■ Exercise text
******************************
In a virtual conversation with Conservative MPs last week Boris Johnson, the prime minister, outlined how he thought devolution had been a “disaster” in Scotland, suggesting it was “Tony Blair’s biggest mistake”. Obviously, Johnson’s comments have proved incredibly inflammatory with Nicola Sturgeon tweeting in response: “Worth bookmarking these PM comments for the next time Tories say they’re not a threat to the powers of the Scottish Parliament – or, even more incredibly, that they support devolving more powers.”
Johnson latterly tried to clarify his comments, suggesting that he had only “criticised the performance of devolution” under the Scottish National Party and that he “doesn’t oppose devolution as a concept in itself”. The damage, however, had already been done. The rise of Scottish nationalism and the demand for an independent Scotland is certainly not something that begun under Johnson, but if – and surely now, when – Scotland does become an independent country, Johnson will definitely go down as one of the key causes.
******************************
■ Entries supplied
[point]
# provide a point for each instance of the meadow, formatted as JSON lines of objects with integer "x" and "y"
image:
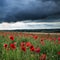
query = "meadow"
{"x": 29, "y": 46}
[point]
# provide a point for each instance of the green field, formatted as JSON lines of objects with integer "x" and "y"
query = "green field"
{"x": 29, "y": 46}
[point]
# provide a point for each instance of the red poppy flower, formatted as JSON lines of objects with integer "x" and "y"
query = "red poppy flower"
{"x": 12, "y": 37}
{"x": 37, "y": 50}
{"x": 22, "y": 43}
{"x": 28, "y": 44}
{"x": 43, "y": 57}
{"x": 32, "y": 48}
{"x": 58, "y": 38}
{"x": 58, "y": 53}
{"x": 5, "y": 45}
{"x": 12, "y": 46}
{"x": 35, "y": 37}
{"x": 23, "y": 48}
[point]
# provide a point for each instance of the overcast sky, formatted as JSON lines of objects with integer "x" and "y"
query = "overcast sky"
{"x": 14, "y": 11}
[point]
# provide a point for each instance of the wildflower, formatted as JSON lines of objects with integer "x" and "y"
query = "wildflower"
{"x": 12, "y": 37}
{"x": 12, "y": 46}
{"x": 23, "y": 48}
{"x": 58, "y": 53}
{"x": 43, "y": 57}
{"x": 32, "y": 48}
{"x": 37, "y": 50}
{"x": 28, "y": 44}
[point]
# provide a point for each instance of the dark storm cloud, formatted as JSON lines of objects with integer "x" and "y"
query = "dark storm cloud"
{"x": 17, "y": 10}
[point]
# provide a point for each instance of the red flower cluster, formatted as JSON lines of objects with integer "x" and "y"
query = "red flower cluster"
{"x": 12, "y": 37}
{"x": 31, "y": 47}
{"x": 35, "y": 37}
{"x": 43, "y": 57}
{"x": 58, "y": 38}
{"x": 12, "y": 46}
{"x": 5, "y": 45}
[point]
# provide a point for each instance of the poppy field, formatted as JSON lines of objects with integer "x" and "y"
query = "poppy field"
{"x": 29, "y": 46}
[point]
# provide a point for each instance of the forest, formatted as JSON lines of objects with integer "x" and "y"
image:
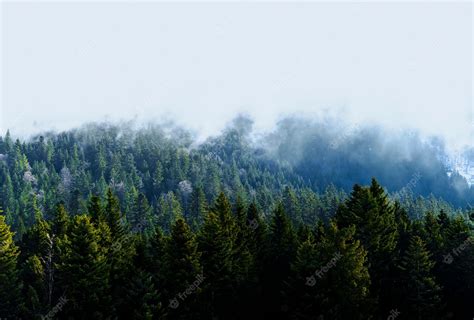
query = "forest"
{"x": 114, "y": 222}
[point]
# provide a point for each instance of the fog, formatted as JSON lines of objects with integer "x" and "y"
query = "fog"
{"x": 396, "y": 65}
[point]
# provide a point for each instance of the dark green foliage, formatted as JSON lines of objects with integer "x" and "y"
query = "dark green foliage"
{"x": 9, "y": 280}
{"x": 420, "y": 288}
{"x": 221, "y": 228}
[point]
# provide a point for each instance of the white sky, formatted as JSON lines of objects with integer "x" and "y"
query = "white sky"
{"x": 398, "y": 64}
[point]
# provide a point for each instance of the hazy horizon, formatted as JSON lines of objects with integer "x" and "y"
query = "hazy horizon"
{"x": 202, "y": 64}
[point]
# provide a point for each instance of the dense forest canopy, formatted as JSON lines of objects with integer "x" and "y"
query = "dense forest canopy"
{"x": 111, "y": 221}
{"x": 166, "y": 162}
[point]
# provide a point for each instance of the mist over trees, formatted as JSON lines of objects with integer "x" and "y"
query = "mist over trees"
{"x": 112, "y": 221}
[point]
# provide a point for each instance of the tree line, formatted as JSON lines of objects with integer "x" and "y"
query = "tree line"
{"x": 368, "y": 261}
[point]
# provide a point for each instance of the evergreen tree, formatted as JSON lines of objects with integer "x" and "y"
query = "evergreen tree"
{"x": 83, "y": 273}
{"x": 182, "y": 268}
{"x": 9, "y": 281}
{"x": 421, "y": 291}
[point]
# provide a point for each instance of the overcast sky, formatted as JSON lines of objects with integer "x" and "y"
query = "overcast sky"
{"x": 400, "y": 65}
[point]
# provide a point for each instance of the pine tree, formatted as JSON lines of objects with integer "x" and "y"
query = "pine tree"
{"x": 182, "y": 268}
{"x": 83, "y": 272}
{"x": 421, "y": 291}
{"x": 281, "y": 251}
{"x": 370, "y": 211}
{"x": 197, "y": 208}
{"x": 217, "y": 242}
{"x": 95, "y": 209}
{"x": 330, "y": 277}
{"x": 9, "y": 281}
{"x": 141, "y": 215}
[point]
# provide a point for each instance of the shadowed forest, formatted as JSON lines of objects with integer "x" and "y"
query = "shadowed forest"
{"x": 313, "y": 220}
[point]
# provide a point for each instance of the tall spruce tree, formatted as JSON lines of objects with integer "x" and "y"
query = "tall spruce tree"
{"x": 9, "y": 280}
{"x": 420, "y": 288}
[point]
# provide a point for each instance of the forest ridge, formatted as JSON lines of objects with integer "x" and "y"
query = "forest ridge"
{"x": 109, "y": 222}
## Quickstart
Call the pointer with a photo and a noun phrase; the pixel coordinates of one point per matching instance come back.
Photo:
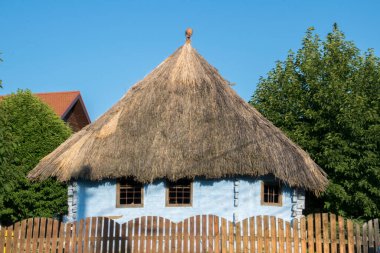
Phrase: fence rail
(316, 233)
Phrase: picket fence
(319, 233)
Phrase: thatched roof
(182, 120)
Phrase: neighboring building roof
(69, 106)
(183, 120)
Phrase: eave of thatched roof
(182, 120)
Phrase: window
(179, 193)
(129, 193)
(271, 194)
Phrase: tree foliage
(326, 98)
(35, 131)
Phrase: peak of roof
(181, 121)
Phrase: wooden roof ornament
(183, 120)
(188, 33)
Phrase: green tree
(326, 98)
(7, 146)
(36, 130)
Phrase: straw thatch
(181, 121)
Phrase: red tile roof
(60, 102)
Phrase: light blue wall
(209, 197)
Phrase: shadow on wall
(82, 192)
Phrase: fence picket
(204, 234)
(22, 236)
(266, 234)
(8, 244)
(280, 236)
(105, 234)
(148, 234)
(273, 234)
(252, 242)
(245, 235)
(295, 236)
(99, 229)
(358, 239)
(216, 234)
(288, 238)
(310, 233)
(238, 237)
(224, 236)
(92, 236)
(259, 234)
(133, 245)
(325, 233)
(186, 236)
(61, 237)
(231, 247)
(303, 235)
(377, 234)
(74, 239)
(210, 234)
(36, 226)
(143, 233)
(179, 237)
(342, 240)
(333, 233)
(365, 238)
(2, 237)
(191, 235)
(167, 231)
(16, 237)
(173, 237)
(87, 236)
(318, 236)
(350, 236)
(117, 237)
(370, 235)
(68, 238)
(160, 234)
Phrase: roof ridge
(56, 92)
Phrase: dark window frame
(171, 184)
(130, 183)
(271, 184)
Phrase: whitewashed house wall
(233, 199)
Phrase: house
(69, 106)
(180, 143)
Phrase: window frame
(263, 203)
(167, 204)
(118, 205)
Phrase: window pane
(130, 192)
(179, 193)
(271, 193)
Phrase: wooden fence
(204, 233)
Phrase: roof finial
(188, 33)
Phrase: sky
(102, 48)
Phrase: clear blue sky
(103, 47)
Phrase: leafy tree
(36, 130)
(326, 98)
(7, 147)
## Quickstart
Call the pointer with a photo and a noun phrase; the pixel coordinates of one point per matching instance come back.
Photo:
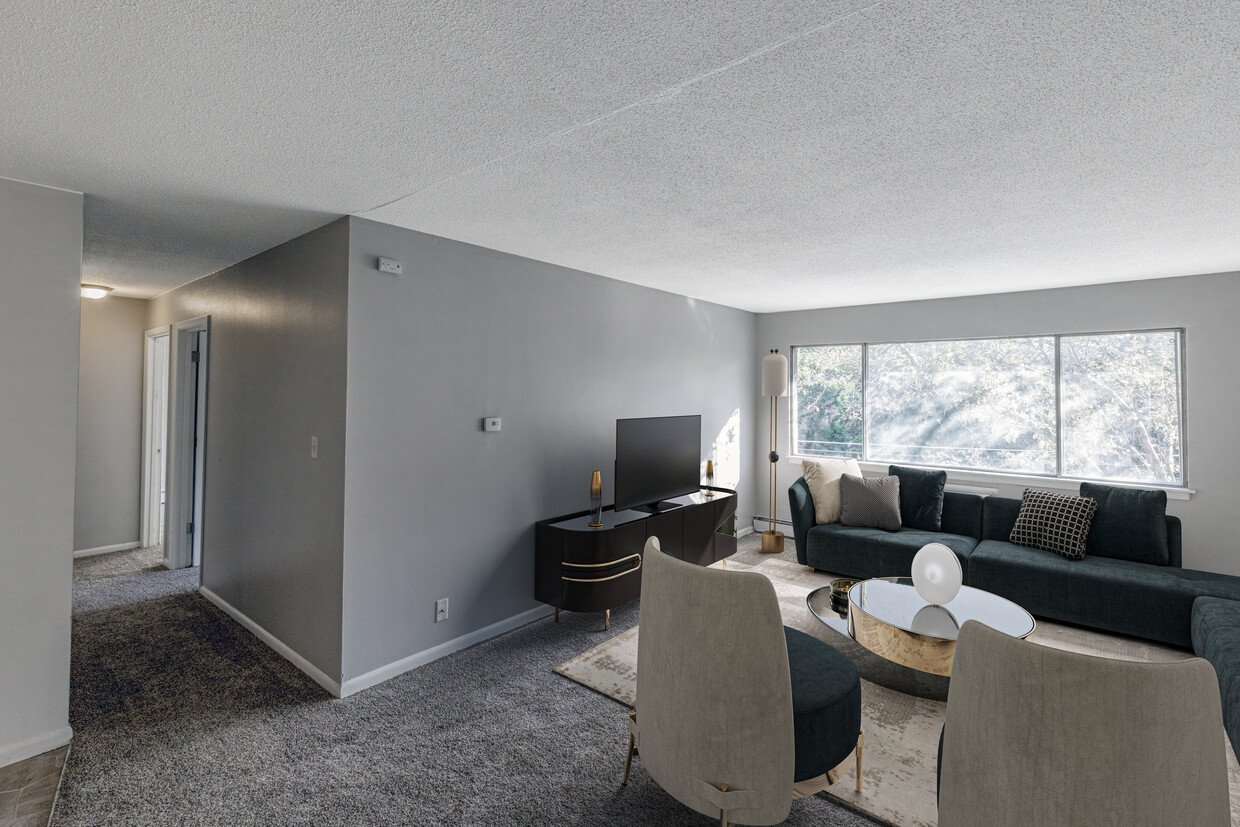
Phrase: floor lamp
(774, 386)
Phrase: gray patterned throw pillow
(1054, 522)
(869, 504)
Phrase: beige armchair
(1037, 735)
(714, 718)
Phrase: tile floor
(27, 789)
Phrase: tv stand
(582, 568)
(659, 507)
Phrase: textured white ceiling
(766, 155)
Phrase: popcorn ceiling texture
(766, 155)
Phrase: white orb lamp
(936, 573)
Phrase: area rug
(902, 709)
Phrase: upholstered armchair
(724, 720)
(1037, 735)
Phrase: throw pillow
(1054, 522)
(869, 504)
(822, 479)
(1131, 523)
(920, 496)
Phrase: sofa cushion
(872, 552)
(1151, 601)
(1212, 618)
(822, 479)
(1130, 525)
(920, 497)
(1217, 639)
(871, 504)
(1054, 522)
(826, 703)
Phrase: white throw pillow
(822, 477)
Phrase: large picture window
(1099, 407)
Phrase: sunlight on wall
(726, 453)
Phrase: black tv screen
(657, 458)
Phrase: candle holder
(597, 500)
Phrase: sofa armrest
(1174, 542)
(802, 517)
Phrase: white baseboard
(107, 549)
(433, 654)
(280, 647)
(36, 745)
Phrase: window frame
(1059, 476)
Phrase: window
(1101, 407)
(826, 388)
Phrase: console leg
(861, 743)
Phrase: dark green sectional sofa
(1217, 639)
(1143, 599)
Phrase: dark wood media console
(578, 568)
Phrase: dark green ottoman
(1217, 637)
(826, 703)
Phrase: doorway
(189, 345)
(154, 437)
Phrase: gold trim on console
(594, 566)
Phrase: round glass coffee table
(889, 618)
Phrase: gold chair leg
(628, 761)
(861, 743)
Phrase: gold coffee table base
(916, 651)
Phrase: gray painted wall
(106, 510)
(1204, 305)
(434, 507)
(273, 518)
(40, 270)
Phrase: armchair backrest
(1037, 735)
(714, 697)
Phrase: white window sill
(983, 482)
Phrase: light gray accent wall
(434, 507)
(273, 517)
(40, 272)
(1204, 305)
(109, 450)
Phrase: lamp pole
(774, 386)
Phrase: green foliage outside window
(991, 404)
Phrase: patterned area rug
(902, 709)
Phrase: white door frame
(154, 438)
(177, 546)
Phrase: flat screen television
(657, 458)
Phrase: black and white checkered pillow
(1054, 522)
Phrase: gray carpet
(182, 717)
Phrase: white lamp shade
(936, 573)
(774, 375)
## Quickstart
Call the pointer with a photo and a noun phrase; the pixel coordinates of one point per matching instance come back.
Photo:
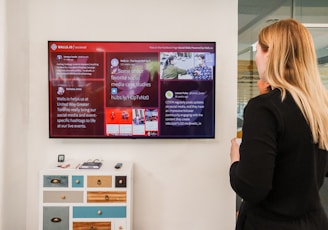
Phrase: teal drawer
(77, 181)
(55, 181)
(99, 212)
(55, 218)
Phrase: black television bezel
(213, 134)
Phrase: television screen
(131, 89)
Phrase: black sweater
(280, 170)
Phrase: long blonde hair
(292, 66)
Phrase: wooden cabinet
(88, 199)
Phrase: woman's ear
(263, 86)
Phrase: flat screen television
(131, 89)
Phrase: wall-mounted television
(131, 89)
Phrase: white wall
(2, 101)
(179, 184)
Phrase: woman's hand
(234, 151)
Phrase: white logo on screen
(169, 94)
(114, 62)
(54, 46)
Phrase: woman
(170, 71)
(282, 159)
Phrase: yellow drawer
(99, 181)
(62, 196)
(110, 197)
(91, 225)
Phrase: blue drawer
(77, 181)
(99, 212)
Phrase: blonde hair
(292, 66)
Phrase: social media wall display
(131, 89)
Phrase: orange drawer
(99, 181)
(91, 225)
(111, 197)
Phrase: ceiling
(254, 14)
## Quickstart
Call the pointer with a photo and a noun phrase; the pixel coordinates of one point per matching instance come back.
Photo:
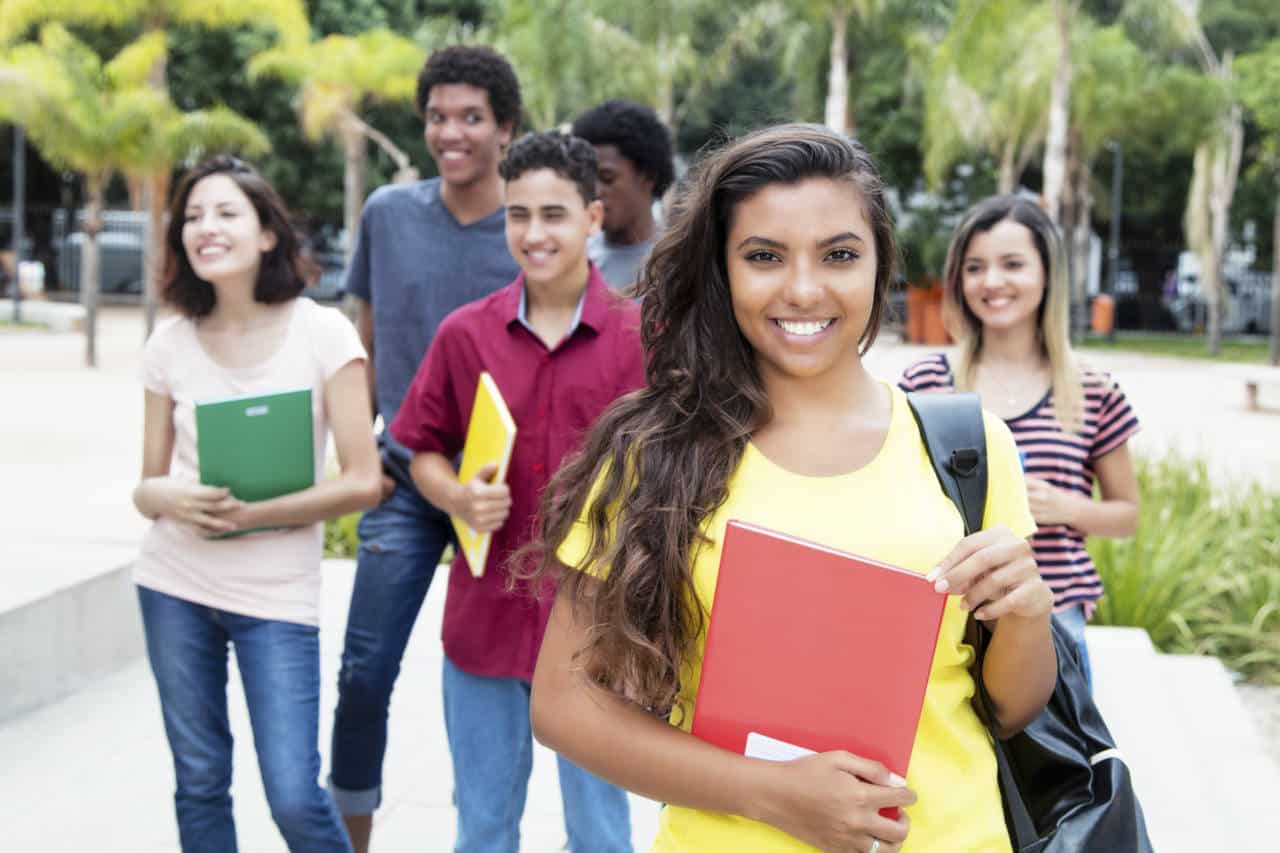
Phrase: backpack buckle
******************************
Reproduce word for word the passage on Boris Johnson's remarks about devolution in Scotland.

■ Answer to the problem
In a virtual conversation with Conservative MPs last week Boris Johnson, the prime minister, outlined how he thought devolution had been a “disaster” in Scotland, suggesting it was “Tony Blair’s biggest mistake”. Obviously, Johnson’s comments have proved incredibly inflammatory with Nicola Sturgeon tweeting in response: “Worth bookmarking these PM comments for the next time Tories say they’re not a threat to the powers of the Scottish Parliament – or, even more incredibly, that they support devolving more powers.”
Johnson latterly tried to clarify his comments, suggesting that he had only “criticised the performance of devolution” under the Scottish National Party and that he “doesn’t oppose devolution as a concept in itself”. The damage, however, had already been done. The rise of Scottish nationalism and the demand for an independent Scotland is certainly not something that begun under Johnson, but if – and surely now, when – Scotland does become an independent country, Johnson will definitely go down as one of the key causes.